(Stored data entries)
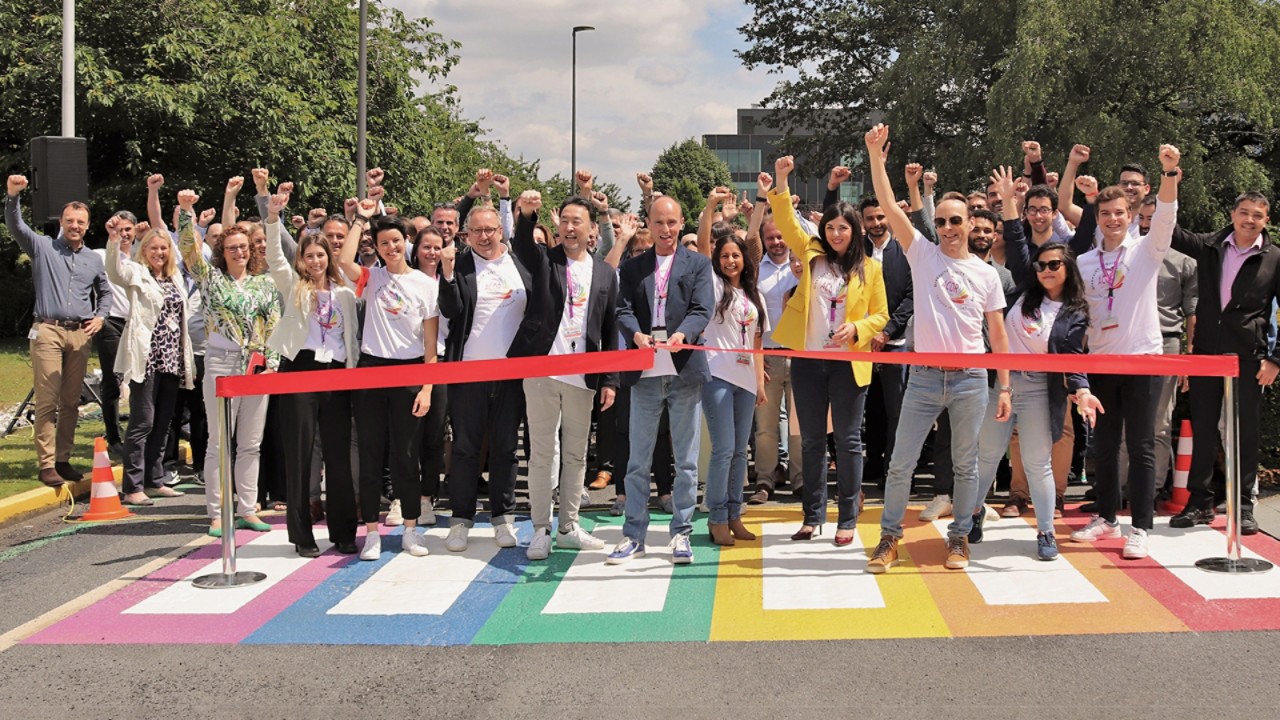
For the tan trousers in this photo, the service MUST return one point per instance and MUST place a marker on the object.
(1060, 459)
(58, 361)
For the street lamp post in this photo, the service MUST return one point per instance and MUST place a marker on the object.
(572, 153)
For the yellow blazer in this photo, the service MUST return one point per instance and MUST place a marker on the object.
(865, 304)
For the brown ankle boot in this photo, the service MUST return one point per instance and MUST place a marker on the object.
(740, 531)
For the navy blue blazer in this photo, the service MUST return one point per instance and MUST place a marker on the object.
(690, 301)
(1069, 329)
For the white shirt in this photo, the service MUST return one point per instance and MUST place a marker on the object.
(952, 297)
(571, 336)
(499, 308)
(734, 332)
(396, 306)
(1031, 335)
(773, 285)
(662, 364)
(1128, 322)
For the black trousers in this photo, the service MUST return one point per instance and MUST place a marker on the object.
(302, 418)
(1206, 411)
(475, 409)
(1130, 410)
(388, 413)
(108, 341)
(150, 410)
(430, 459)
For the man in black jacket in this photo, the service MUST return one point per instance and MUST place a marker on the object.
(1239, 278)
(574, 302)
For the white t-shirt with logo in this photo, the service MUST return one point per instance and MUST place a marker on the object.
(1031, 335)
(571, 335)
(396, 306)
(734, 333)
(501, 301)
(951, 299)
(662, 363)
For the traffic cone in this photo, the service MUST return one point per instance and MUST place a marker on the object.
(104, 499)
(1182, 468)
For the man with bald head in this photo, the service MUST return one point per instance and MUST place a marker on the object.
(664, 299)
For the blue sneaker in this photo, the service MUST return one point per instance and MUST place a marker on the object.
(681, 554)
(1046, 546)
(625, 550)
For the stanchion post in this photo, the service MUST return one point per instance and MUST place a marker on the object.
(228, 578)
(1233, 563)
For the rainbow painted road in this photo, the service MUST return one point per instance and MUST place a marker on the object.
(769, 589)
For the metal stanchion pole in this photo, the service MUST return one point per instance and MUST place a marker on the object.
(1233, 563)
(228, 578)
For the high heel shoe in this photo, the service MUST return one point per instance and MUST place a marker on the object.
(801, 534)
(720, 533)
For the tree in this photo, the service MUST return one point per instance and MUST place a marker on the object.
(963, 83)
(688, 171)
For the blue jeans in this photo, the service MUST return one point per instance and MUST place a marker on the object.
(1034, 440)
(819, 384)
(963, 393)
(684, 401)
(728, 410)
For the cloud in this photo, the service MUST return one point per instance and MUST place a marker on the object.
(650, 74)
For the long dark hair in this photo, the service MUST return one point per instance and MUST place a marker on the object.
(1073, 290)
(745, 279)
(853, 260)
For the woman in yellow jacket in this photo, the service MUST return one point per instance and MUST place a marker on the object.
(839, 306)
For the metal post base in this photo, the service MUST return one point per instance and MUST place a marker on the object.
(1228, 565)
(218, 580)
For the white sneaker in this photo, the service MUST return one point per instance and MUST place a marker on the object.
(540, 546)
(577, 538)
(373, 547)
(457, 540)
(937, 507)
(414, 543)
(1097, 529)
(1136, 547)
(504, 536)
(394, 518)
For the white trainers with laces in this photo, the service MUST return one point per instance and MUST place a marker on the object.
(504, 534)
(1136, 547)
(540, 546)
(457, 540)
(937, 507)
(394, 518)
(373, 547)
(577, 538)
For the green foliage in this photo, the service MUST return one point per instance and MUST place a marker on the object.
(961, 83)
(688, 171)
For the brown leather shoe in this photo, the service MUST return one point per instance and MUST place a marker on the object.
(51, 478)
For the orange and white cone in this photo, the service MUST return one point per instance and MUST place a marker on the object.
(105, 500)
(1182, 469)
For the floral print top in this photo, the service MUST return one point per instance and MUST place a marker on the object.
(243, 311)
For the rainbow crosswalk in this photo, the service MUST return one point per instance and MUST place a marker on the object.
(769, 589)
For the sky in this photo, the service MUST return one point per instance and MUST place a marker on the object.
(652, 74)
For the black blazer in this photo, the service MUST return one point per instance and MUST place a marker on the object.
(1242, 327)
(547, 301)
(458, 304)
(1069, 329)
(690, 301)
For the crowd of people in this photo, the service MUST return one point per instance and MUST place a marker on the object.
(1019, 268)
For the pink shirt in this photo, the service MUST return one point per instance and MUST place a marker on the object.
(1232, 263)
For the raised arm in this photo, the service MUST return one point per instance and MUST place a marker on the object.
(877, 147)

» What to produce: With the pictures removed, print the entries above exactly.

» Result:
For the tan trousers in this photo, the service MUST return one point per instance and MUST place a marker on the object.
(1060, 459)
(58, 361)
For the street lamp post in this photo, the service MUST return one point per instance and MUST place a marker on the object.
(572, 153)
For the yellow blazer in this photo, the service MUST return one point per instance and MUST place a marker on the object.
(865, 304)
For the brown ankle boot in this photo, the service MUST return one point per instance and MUST place a marker on the object.
(740, 531)
For the navy blue blazer in this photo, the service MUST return one point per instance and MUST place a marker on the object.
(690, 301)
(1069, 329)
For the white shirt in this photo, the service MUST return one point per instance and MUST place a marker on the object.
(952, 297)
(571, 336)
(499, 308)
(734, 332)
(396, 306)
(1031, 335)
(773, 285)
(662, 364)
(1128, 322)
For the black trousers in this photo, the service MUST return one point per instance and MUST place a marker on the object.
(302, 418)
(1206, 411)
(475, 409)
(1130, 410)
(388, 413)
(108, 341)
(150, 410)
(430, 459)
For the man in black jacket in this photo, the service MUST return one point per instance and MUST place a marker on the object.
(1239, 278)
(574, 302)
For the white t-shirt with logo in this photo, the service MUST return one point per instance and MUST place a marker on the object.
(1031, 335)
(571, 335)
(396, 306)
(734, 333)
(501, 301)
(951, 299)
(662, 363)
For the traffic cone in this photo, the service MUST return one point per instance and MUST place a marker on the object.
(104, 499)
(1182, 468)
For the man with bald head in this photo, the service MUST return one point per instance and MUST place a marker on the object.
(664, 299)
For the blue sneaker in this photo, the service MUST return one point per instance and MUST place a marker on the object.
(681, 554)
(1046, 546)
(625, 550)
For the stanchion post in this photo, the service MUST return one point per instance and MUST place a marker on the object.
(228, 578)
(1233, 563)
For the rainbow painted road in this photo, the service MUST return one point per instance and MUST place a marker on the object.
(769, 589)
For the metal stanchion pole in this photo, the service MUST return one point per instance and MUST place a marker on the object.
(1233, 563)
(228, 578)
For the high heel shoe in this photo, the service MUST return one point per instance and MUST place a marker on the object.
(801, 534)
(720, 533)
For the tree in this photo, the service MUST return one point per instance and MUST place a marker on the object.
(963, 83)
(688, 171)
For the blue jeans in this photo, the service MUST return one point per instance and MUST place a marker on the object.
(1034, 440)
(819, 384)
(963, 393)
(684, 401)
(728, 410)
For the cloud in this photo, the service MUST return one point per instance and MUST place a marker on the object.
(650, 74)
For the long dark hair in this photo, the service MUST return one point per instance and MUST place a marker on the object.
(1073, 290)
(745, 279)
(853, 260)
For the woman in yellow jacket in this photo, the service MUST return one point per instance and MUST place a marker on the object.
(839, 306)
For the metal post base in this photo, the service MUST return one point per instance and MUST place a marker on the object.
(1228, 565)
(218, 580)
For the white sneaker in this photo, the service MUST return one point per instance and MUST place a marker on the object.
(540, 546)
(577, 538)
(373, 547)
(457, 540)
(937, 507)
(414, 543)
(1097, 529)
(1136, 547)
(504, 536)
(394, 518)
For the white trainers with laces in this photo, the service MUST return one point per instance and MUST place a marker on the object.
(504, 534)
(1136, 547)
(540, 546)
(457, 540)
(937, 507)
(394, 518)
(373, 547)
(577, 538)
For the green foliage in this photo, the service MUST return one point per instance and MUST place a marker on the object.
(961, 83)
(688, 171)
For the brown leather shoe in this photo, the service MUST return one point per instance and MUST place a marker on the object.
(51, 478)
For the orange and white cone in this photo, the service MUST return one point per instance and MUST place a marker on the object.
(105, 500)
(1182, 469)
For the floral print top in this photo, the service MUST return one point per instance and MUST place a marker on the object.
(243, 311)
For the rainbow crosswalk in this photo, the service MUST return one point per instance and MUST place a marker on the object.
(769, 589)
For the sky in this photo, the service MUST return one point per instance and MUST place a marker on the object.
(652, 74)
For the black blazer in this photo, the service MUST return one point per instance and MUST place a marker on the object.
(1242, 327)
(547, 301)
(458, 304)
(1069, 329)
(690, 301)
For the crowd of people in this photo, the service MUST return one point per instance and MUST place a marker on the object.
(1019, 268)
For the pink shirt in this photo, the service MUST return one point per instance and MUST place a marker on the object.
(1232, 263)
For the raised arm in this photo, the service MUST return one point per instance and MUST place a marker on the object.
(877, 147)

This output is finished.